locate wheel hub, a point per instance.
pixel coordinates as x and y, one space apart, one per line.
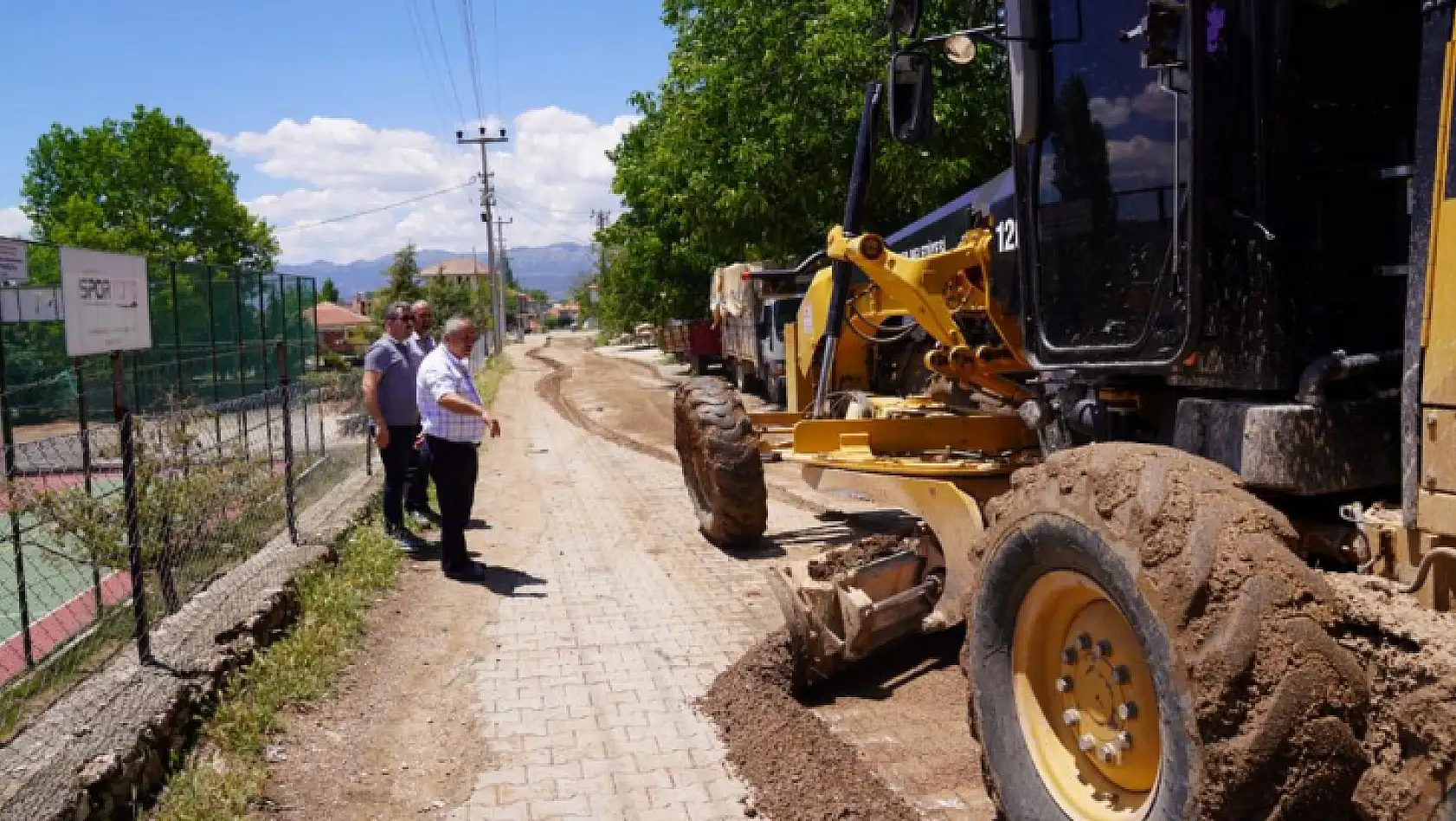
1085 699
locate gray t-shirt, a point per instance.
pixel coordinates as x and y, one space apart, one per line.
420 346
396 365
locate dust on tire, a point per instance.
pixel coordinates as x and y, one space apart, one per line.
1276 708
718 450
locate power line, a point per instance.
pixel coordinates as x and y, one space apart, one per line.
367 211
444 53
472 53
495 36
427 60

_ _ _ _ _ _ _

Convert the items above into a two-column CSV headed text,answer, with one row per item. Put each item's text and its answer in separate double-quoted fields, replace line breaks with spaces, and omit the pictures.

text,answer
"locate wheel hub, a point per instance. pixel coordinates as x and y, one space apart, one per line.","1085 699"
"locate gray t-shirt, a point per instance. pixel coordinates as x and y, one space apart, one per line.","420 346 396 365"
"locate dust on tire, a point per instance. pixel coordinates as x and y, one space apart, one per line.","1276 708 718 450"
"locate power line, a point per instance. pixel coordinates as x and y, one space apart, one per line.","367 211 444 53 472 53 495 36 427 60"